- **PAGE**
::::

# Woohoo! Just had a great day!



## Crissa (Oct 7, 2007)

With my horse! I haven't gotten to see her much due to school, shows, lambs and goats. But I finally got to go work with her today and I even RODE her! She was so good for me! No bucking or rearing. (though I know it may come) She was irritated at first when I wanted her to turn I don't think she quite understood for a minute, but she figured it out quick. I got her turning and stopping and walking forward. I made sure I ended on a good note and groomed her afterwards. Sorry I didn't get any pics though. :wink: :horse:


----------



## AlaskaBoers (May 7, 2008)

thats great!


----------



## KW Farms (Jun 21, 2008)

Awsome! So that was her first ride? Sounds like she's doing great!!


----------



## Sonrise Farm (Sep 18, 2008)

You know, that is just the most amazing feeling~ when you get on your horse after a long time and she actually behaves! :slapfloor: I'm glad you had fun! :clap:


----------



## Crissa (Oct 7, 2007)

KW Farms said:


> Awsome! So that was her first ride? Sounds like she's doing great!!

::::

- **LISTED RECORDS**
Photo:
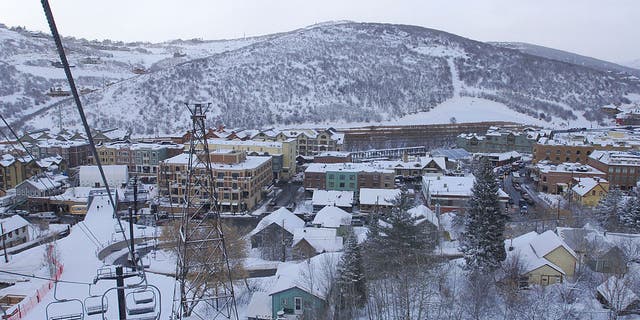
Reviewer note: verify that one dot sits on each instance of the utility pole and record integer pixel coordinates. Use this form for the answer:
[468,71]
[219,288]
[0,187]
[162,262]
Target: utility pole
[4,244]
[122,302]
[203,272]
[133,256]
[135,197]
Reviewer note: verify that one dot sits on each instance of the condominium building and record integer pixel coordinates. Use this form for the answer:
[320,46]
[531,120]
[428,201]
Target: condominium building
[347,176]
[142,159]
[622,168]
[560,178]
[499,140]
[283,153]
[239,179]
[577,146]
[14,170]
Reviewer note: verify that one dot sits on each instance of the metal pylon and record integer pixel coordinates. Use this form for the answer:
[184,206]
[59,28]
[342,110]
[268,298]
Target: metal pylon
[204,288]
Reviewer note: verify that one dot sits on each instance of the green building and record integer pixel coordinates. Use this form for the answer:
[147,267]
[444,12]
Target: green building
[342,180]
[297,301]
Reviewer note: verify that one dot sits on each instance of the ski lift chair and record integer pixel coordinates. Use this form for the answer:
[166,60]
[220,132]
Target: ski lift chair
[143,303]
[64,306]
[95,304]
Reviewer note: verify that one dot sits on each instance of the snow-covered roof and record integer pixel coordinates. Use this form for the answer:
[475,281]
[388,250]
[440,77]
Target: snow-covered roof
[453,186]
[312,275]
[8,159]
[617,292]
[12,223]
[282,217]
[332,217]
[452,154]
[346,167]
[115,174]
[532,247]
[321,239]
[585,185]
[423,213]
[503,156]
[381,197]
[334,154]
[566,167]
[616,157]
[44,183]
[332,197]
[419,163]
[547,242]
[244,143]
[251,162]
[49,161]
[259,306]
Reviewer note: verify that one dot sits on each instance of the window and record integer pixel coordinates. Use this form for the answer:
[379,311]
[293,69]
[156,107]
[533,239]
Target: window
[297,303]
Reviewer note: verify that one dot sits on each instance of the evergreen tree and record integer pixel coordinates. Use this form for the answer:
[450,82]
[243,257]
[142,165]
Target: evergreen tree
[483,238]
[396,241]
[629,217]
[351,282]
[610,208]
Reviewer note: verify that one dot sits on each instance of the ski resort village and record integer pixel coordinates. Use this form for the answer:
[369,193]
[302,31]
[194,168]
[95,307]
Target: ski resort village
[339,171]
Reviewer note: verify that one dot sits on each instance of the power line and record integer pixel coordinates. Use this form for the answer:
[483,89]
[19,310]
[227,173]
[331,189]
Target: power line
[43,278]
[76,97]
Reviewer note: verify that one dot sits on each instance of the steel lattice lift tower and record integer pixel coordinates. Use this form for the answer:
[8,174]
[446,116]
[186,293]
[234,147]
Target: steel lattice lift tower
[203,273]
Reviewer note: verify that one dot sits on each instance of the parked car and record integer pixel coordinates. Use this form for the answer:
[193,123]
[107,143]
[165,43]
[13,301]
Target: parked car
[524,210]
[48,216]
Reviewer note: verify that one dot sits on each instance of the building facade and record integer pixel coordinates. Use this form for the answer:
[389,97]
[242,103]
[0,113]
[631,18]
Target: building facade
[141,159]
[347,177]
[560,178]
[498,140]
[240,179]
[622,168]
[282,152]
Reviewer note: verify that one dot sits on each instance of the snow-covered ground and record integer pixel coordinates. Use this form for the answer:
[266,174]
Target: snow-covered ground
[77,253]
[463,109]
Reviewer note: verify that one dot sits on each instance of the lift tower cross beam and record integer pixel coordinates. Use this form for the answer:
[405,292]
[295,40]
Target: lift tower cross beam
[204,288]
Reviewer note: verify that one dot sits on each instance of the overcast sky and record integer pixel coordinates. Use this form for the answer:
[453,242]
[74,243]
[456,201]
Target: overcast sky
[606,29]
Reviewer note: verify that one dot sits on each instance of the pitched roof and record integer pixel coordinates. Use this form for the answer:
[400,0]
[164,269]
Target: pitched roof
[423,213]
[526,244]
[332,217]
[321,239]
[12,223]
[548,241]
[585,185]
[282,217]
[259,306]
[332,197]
[382,197]
[290,275]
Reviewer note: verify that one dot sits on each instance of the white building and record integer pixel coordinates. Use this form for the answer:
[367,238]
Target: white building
[452,193]
[14,231]
[117,175]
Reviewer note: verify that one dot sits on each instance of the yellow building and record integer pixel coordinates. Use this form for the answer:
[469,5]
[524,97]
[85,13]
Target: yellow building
[14,170]
[589,191]
[239,179]
[282,152]
[545,258]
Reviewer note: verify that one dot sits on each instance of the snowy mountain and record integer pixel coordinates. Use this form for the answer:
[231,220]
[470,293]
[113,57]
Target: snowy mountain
[568,57]
[632,64]
[328,73]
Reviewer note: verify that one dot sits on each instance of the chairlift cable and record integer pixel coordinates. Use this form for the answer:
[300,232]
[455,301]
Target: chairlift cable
[83,118]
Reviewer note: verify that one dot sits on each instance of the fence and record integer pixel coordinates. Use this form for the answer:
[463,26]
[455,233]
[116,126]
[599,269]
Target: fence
[21,309]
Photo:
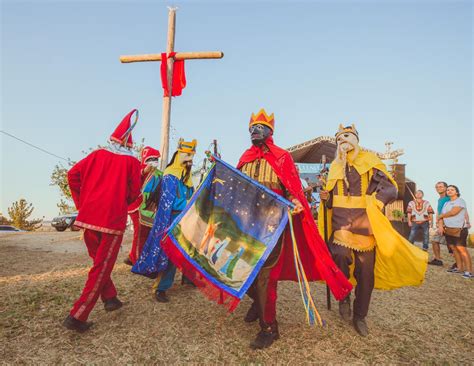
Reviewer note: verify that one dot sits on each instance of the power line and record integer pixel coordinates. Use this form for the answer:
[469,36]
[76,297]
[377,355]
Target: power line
[34,146]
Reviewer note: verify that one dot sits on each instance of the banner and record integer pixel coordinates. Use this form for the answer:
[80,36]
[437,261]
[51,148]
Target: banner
[225,234]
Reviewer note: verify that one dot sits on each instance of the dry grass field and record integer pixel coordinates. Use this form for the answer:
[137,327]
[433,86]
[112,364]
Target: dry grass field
[41,274]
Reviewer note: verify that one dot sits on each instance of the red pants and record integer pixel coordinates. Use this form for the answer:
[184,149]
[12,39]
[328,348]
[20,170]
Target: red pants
[103,249]
[138,242]
[135,216]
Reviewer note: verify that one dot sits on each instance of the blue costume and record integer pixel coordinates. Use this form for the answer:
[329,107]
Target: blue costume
[176,190]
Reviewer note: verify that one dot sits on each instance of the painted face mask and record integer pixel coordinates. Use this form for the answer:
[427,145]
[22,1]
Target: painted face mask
[152,162]
[347,142]
[259,133]
[186,160]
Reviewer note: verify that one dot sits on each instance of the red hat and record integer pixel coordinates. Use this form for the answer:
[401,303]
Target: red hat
[123,132]
[149,153]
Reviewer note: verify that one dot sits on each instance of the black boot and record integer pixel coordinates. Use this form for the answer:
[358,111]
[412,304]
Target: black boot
[112,304]
[345,309]
[252,314]
[266,336]
[360,326]
[161,296]
[187,281]
[72,323]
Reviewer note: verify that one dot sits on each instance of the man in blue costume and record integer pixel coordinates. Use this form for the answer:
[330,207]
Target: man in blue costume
[176,190]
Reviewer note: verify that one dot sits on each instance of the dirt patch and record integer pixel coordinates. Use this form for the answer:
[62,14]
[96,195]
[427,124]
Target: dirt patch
[42,274]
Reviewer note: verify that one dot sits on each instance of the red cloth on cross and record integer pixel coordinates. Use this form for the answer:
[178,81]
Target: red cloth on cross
[179,76]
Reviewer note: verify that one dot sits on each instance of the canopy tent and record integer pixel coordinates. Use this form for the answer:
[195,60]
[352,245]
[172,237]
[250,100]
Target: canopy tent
[313,150]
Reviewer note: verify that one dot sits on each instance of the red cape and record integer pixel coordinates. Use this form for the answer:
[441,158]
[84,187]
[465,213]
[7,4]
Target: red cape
[315,256]
[102,185]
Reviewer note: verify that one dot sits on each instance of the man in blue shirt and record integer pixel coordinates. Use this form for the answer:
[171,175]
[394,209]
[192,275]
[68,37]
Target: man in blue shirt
[439,239]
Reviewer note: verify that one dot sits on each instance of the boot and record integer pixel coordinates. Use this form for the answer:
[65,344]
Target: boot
[252,314]
[72,323]
[112,304]
[187,281]
[345,309]
[360,326]
[266,336]
[161,296]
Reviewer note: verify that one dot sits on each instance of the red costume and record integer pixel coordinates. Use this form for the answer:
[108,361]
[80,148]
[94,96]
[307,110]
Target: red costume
[274,168]
[140,232]
[317,261]
[103,184]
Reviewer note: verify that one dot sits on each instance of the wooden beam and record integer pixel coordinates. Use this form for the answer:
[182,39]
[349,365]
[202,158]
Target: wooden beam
[179,56]
[166,114]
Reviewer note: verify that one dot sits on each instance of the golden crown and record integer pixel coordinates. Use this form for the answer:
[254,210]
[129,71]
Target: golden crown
[262,118]
[187,147]
[347,129]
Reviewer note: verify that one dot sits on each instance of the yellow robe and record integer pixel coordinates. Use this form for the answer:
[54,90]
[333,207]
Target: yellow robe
[398,263]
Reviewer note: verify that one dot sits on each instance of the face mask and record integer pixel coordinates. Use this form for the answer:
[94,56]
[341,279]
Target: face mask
[347,142]
[186,160]
[152,162]
[259,133]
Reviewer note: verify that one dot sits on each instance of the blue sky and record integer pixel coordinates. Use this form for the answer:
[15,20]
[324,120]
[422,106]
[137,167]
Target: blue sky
[401,71]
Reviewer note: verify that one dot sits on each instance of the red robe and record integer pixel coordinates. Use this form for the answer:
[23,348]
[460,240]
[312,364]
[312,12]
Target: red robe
[102,185]
[315,256]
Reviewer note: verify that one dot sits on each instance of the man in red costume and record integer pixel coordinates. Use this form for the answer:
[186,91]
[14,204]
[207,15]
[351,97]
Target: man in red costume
[103,184]
[149,165]
[273,167]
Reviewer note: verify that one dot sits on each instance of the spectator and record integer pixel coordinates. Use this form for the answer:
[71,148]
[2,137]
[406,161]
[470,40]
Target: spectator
[420,217]
[452,222]
[439,239]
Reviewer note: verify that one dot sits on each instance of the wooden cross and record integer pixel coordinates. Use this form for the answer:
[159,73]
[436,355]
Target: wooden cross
[165,126]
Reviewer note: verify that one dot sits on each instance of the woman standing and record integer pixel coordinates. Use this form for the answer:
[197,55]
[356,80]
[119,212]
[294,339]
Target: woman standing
[452,222]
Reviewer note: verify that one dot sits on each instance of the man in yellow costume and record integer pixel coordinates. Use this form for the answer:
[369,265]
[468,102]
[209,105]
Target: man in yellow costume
[362,241]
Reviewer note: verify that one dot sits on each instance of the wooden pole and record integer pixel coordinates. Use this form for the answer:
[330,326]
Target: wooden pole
[165,124]
[179,56]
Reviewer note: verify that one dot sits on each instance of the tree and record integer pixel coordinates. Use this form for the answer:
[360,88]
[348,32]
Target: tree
[19,213]
[59,179]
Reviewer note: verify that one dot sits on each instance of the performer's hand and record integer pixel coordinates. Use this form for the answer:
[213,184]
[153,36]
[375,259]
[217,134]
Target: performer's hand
[298,206]
[324,195]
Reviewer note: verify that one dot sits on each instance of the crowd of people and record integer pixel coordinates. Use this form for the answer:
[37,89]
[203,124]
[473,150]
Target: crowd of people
[450,224]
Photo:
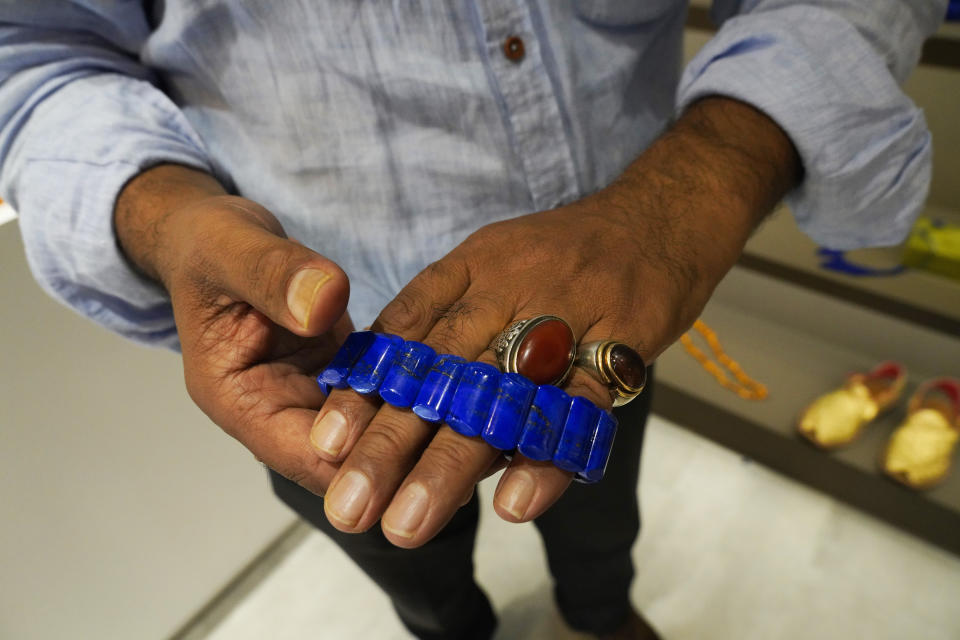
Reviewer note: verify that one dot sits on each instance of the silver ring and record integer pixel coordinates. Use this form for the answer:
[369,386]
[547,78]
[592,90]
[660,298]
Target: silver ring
[615,365]
[541,348]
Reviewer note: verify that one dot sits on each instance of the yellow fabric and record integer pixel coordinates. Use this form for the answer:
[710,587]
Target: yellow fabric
[921,449]
[837,417]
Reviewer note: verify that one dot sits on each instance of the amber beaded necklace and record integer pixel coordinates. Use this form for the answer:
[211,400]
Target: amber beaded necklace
[744,386]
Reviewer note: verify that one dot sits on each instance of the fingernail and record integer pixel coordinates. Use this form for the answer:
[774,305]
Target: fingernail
[516,493]
[407,511]
[348,498]
[329,433]
[302,292]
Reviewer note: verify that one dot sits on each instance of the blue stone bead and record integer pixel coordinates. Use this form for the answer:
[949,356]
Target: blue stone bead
[541,431]
[402,382]
[471,401]
[509,411]
[335,375]
[577,436]
[436,393]
[600,449]
[368,372]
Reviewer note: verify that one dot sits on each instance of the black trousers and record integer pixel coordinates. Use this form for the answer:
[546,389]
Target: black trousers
[588,535]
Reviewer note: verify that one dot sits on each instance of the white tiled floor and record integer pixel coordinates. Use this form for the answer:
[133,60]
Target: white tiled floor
[729,549]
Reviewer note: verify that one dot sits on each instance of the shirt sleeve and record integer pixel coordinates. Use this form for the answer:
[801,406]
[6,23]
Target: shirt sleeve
[79,117]
[829,73]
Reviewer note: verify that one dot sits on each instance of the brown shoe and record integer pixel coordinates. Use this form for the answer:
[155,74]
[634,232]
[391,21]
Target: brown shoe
[635,627]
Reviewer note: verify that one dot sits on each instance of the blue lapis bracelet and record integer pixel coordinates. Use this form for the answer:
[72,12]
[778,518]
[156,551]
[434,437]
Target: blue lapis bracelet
[476,399]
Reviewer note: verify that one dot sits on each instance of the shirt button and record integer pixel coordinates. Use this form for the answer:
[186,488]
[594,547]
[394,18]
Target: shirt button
[513,49]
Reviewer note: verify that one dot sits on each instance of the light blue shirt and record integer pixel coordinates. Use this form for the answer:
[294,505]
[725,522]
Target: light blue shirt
[382,133]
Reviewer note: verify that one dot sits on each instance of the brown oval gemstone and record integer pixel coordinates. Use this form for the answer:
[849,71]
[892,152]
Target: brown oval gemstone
[628,367]
[545,352]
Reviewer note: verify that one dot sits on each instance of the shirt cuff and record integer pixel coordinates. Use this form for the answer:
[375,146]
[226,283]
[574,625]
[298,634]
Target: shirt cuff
[865,147]
[63,176]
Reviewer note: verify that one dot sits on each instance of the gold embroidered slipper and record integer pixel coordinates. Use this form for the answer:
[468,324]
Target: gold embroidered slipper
[920,452]
[837,418]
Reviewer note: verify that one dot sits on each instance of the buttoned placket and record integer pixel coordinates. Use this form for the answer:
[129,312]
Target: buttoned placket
[530,101]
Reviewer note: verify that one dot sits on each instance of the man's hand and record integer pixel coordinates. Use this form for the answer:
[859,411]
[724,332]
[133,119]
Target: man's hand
[635,262]
[257,314]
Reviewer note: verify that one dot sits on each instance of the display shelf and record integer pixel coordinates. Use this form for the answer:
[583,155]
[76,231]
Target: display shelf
[764,324]
[780,249]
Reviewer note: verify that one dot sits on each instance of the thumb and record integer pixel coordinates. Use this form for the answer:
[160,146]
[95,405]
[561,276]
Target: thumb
[256,263]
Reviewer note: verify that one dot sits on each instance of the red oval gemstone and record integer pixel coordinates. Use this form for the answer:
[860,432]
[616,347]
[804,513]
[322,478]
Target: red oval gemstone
[544,354]
[628,366]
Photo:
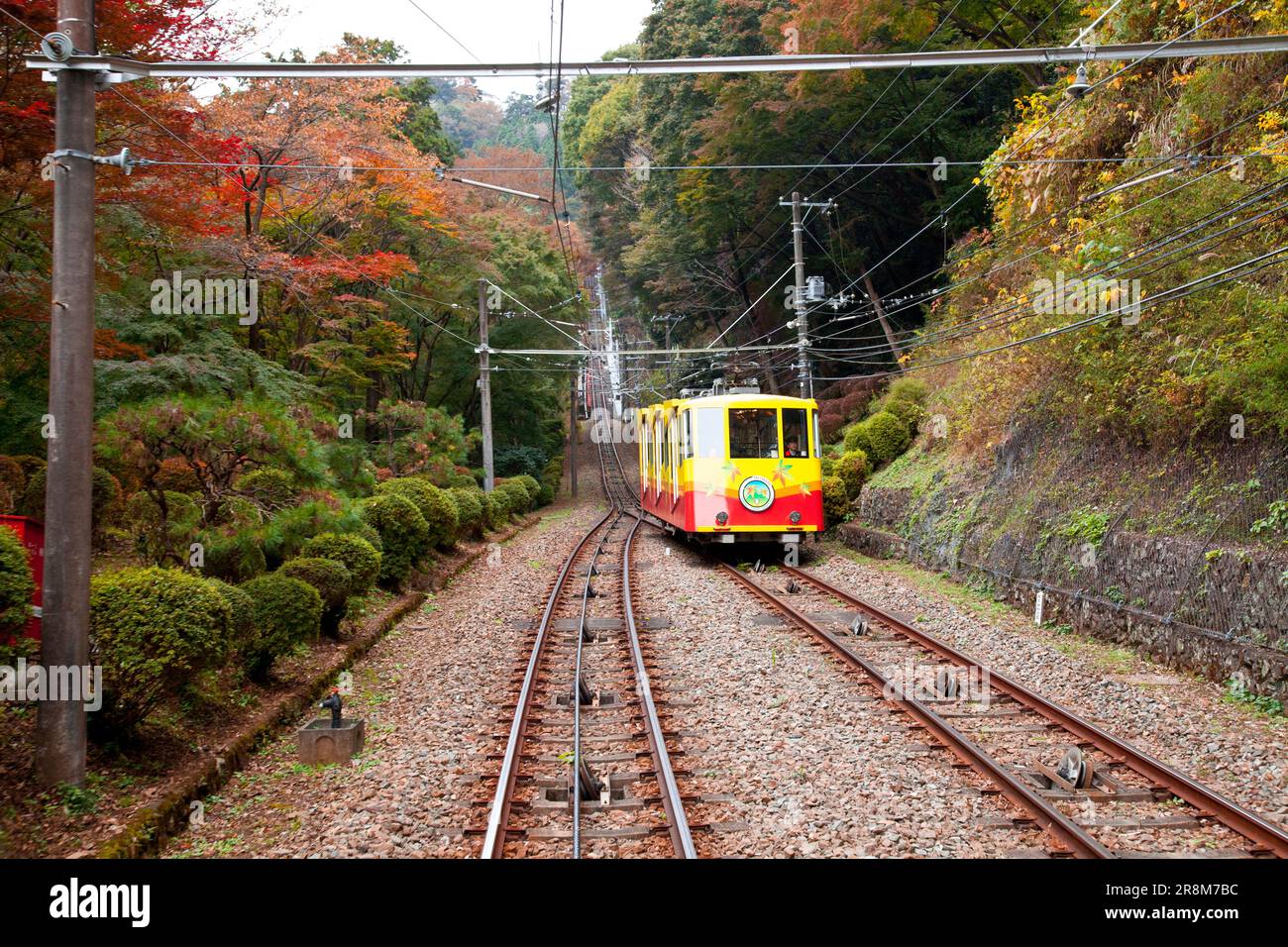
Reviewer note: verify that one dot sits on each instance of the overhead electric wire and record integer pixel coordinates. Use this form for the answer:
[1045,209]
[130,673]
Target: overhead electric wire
[1170,295]
[939,294]
[1138,258]
[468,51]
[1035,132]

::::

- **TASK BRIEF**
Please continue the forum thread about Crissa's day riding her horse, starting right after its last line.

- **RESULT FOR THIS TASK**
Well sort of. I've been on her before but I just sat there for a minute or two. And I've had all the tack on her before but I didn't get on her for more than a minute again. So basically this was her first "official" ride, as in I actually told her what to do. :wink:

Sonrise~Yes it was so great! This is my first horse and I'm so excited that it actually seems to be working really well. I think part of the reason she's so good for me is that I rescued her and I think she's grateful. :greengrin:


----------



## toth boer goats (Jul 20, 2008)

that is neat ....and makes.. it so enjoyable.... :thumbup: 
your horse had a good hair day...LOL


----------



## Hailee's Herd (Oct 5, 2007)

Sounds like she is going to be a good riding horse.


----------



## Crissa (Oct 7, 2007)

Thanks.

Hailee I sure hope you find yourself a good horse to ride. It's too bad it didn't work out with the last one.


----------



## StaceyRosado (Oct 5, 2007)

I think you said you had someone helping you who has trained horses before right?

Are you using all bit or leg movement as well? THe horse I ride was trained only with bit and I had to teach him leg movements......he eventually got it, but it would have been nice if he had learned it from the start.


----------



## Crissa (Oct 7, 2007)

Yes I have two people that have trained horses before helping me. I'm using both bit a leg movement, trying to go more for a neck reining horse though as that's what I prefer. I don't like using my legs on them much but I'm learning too.


----------



## StaceyRosado (Oct 5, 2007)

the wonderful thing about using your legs is that is how they should be trained but also that if you ever loose your reigns or the chin strap isnt tight enough (had a horse run out of control because of this on a friend of mine) etc you still can have some if not full control of the horse. It creates more of a oneness between horse and rider as your movements and theirs are insinc and fluid.


----------



## Crissa (Oct 7, 2007)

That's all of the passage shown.